**What the exercise asks:** In the data beneath this task, how many lines contain "barn"? Answer with the number only.
# # #
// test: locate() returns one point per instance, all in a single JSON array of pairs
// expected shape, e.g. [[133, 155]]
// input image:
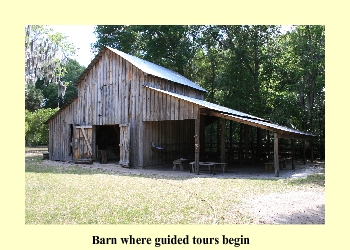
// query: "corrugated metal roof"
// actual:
[[235, 114], [156, 70]]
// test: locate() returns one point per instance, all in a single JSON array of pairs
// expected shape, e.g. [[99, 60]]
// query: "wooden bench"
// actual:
[[211, 166], [179, 163], [271, 165]]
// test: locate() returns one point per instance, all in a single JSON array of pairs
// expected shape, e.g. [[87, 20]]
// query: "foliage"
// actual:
[[33, 98], [171, 46], [51, 98], [45, 52], [36, 132]]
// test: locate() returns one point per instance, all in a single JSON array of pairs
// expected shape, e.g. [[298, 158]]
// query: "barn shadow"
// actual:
[[164, 172]]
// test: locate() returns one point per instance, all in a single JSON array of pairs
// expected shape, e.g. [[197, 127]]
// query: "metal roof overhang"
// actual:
[[207, 108]]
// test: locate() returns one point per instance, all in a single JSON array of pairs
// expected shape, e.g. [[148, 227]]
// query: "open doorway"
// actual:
[[107, 139]]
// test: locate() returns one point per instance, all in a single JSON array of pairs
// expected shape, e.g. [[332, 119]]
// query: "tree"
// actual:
[[171, 46], [45, 54], [51, 98], [33, 98]]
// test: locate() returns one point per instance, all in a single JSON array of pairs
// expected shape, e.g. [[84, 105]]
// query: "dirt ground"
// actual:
[[290, 207]]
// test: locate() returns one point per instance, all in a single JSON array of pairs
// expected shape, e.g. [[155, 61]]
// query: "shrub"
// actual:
[[36, 131]]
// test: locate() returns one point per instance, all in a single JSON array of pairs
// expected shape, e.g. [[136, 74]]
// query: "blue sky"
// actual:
[[81, 36]]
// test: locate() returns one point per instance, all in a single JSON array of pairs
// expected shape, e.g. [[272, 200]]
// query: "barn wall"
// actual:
[[175, 137], [160, 107], [59, 134], [166, 85], [112, 93]]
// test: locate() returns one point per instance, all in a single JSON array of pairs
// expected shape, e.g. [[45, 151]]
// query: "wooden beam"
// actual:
[[275, 155], [223, 131], [197, 143], [282, 134]]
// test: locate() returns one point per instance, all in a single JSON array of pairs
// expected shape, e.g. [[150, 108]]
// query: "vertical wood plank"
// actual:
[[223, 131], [275, 155], [293, 160], [197, 143]]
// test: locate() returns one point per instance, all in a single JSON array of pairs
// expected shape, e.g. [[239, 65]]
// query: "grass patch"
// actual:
[[65, 194], [314, 179]]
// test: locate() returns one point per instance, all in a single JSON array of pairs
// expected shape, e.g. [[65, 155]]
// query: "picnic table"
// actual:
[[179, 162], [211, 166]]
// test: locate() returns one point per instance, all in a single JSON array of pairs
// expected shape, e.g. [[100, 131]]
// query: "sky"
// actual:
[[81, 36]]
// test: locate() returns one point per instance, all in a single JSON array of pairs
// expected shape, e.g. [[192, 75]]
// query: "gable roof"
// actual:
[[145, 66], [156, 70]]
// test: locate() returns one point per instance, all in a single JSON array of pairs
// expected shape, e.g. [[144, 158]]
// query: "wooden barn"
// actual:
[[141, 114]]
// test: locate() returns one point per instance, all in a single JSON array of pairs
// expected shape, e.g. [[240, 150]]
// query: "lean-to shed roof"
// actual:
[[231, 114]]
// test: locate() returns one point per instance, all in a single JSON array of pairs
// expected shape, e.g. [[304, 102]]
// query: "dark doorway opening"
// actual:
[[107, 139]]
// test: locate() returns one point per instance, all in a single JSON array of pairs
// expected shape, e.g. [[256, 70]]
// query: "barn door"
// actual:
[[83, 144], [124, 144]]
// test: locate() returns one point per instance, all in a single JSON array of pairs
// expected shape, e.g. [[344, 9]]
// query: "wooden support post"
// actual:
[[231, 128], [268, 145], [217, 136], [304, 153], [240, 151], [202, 134], [197, 143], [275, 154], [312, 150], [258, 142], [293, 160], [223, 130], [246, 138]]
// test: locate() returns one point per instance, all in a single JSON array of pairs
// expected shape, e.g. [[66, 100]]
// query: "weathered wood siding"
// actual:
[[60, 134], [112, 92], [175, 137]]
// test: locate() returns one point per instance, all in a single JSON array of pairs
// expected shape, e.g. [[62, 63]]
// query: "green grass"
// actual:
[[76, 195]]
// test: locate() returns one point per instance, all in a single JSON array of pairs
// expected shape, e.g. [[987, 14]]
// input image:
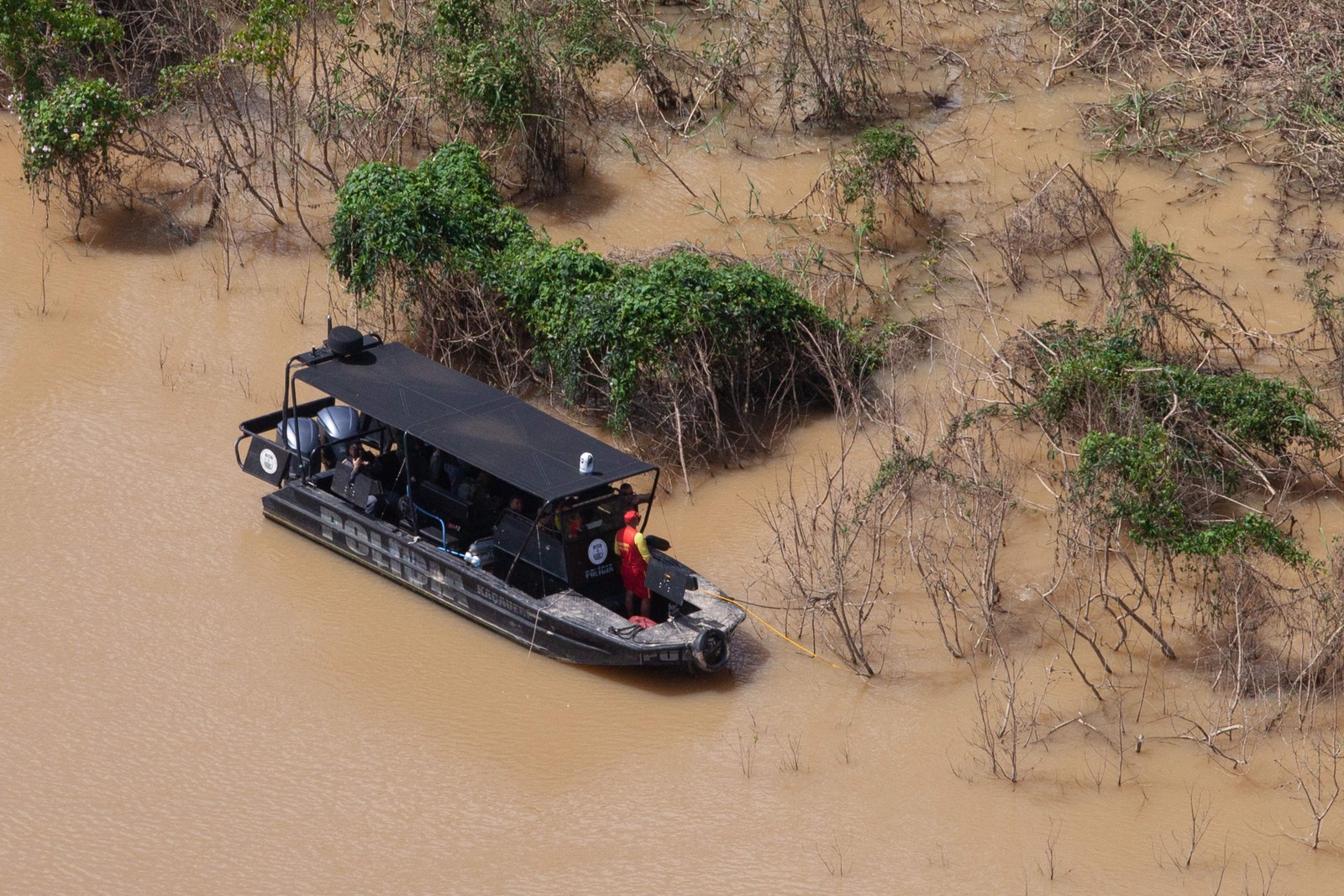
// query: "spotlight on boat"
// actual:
# # #
**Exercise response:** 4